■ STUDY TEXT
Content starts

Monday 7 December 2020

Fleapit Revisited:Small Axe - Alex Wheatle.

"If you don't know your past you don't know your future" - Simeon.

Brixton in the late seventies and early eighties had a bit of a reputation. Atlantic Road and Coldharbour Lane were judged, sometimes correctly, often harshly, to have a bit of edge. For a young well spoken black lad like Alex Wheatle from Shirley Oaks in Surrey you'd have imagined it might have been a culture shock and in many ways, as we see in Steve McQueen's fourth film of his Small Axe series (BBC1/iPlayer), it was.

But Wheatle (Sheyi Cole), despite his accent, despite his uncool PVC jacket, despite asking where Babylon is on a map, despite nodding genially at passing policeman, and despite walking like that "scarecrow on TV" (presumably Worzel Gummidge), is made of tougher stuff than many of his peers realise.

Wheatle went on to become an award winning writer of young adult fiction and even an MBE but Small Axe goes back to a much earlier part of his life than that. We see him growing up in care homes after being abandoned by his mother at birth, we see him physically assaulted and verbally abused by a carer, we see him taunted with monkey impressions at school, and we see him coming of age in a lovingly recreated Brixton at the dawn of Thatcherism and at a time when the National Front were a serious threat.

Wheatle already loves reggae (the soundtrack features both Eek-A-Mouse and Bob Marley and there are Jah Shaka and Coxsone Dodd posters in the background of Brixton's record shops) and we see his eyes light up when he first visits SW9. It's more than a shared sense of affinity, it's almost a revelation.

Taken under the wing of new friends Dennis (Jonathan Jules) and Badger (Khali Best), young Alex is taught streetwise ways, given a crash course in patois (he didn't know corn meant money), and soon enough becomes a founder member of the Special Brew swigging Crucial Rocker sound system under the DJ name Yardman Irie.


To see Wheatle's discovery of himself is enjoyable in a rites of passage kind of way but it's juxtaposed with a much darker story which Wheatle relates, later in life, from his prison cell to his devoutly Rastafarian cellmate Simeon (Robbie Gee). Himself incarcerated for arriving at Westminster Abbey with a pickaxe and trying to attack the tomb of Edward the Confessor.

Not as clunkily expositional as these scenes tend to be, we're shown Wheatle's introduction to police brutality (something of a leitmotif in the Small Axe series and, indeed, in stories of black British lives of the time), we see black and white photos of the New Cross house fire of 1981 that killed thirteen young black people between the ages of 14 and 22 and the Black People's Day of Action that protested police and media inaction over the tragedy (both accompanied by Linton Kwesi Johnson's powerful 'New Crass Massakah'), we hear about the death of the white New Zealand anti-racist campaigner at the suspected hands of the Special Patrol Group of the Metropolitan Police in 1979, and we see how these toxic events fed into the anger that eventually created the Brixton Riots.

The Brixton Riots that Wheatle was sent to prison for his involvement in, and it's suggested this spell in prison, and Simeon's recommendation of CLR James' The Black Jacobins (its second appearance in Small Axe following Darcus Howe's recommendation of it in Mangrove), as the event that awakened Wheatle's dormant love of writing (an earlier scene sees the young Wheatle (Asad-Shareef Muhammad) inspired by listening to Roald Dahl on Desert Island Discs) and the catalyst for a change of direction in his life.

Much of the story is suggested rather than shown and though that's worked incredibly well in other Small Axe films this one, perhaps, needed a stricter narrative device to really hit home with the power it deserved. Alex Wheatle's story is certainly fascinating but Alex Wheatle, the film, very good though it was, was the least compelling of the four Small Axe stories so far. But then it does find itself in incredibly exalted company.

Content ends

■ GIVEN INFORMATION

Content starts

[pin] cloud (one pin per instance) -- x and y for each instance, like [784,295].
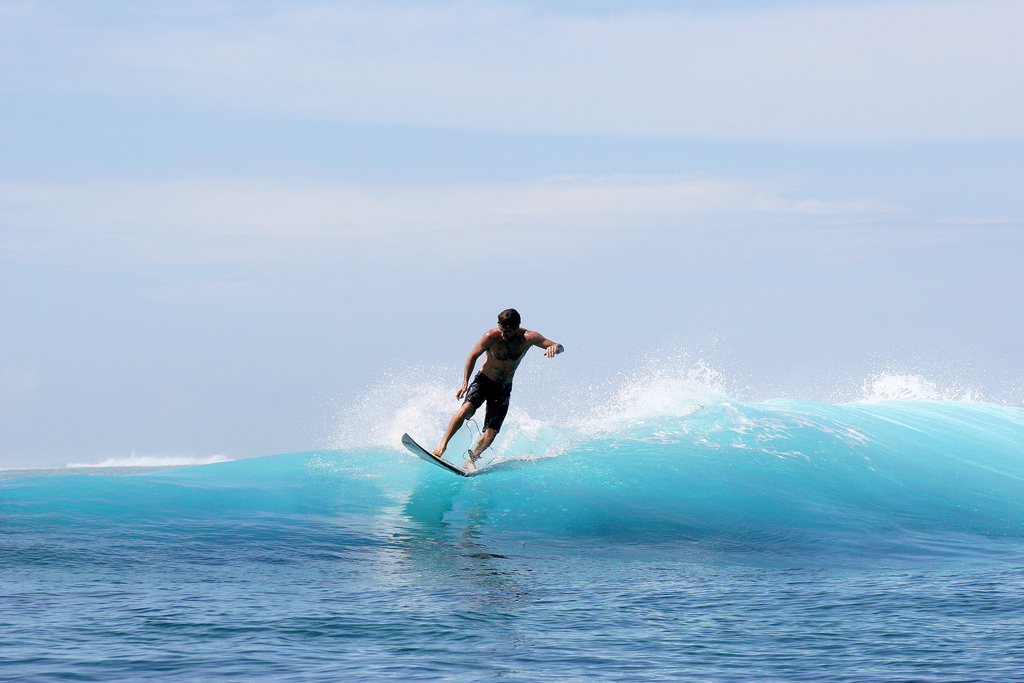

Content ends

■ ACTION ITEM
Reproduce verbatim the part of the review that begins with "But Wheatle (Sheyi" and ends with "his peers realise.". The material comes from a separate source and has no connection to the review.

■ SOLUTION FOR THIS TASK
But Wheatle (Sheyi Cole), despite his accent, despite his uncool PVC jacket, despite asking where Babylon is on a map, despite nodding genially at passing policeman, and despite walking like that "scarecrow on TV" (presumably Worzel Gummidge), is made of tougher stuff than many of his peers realise.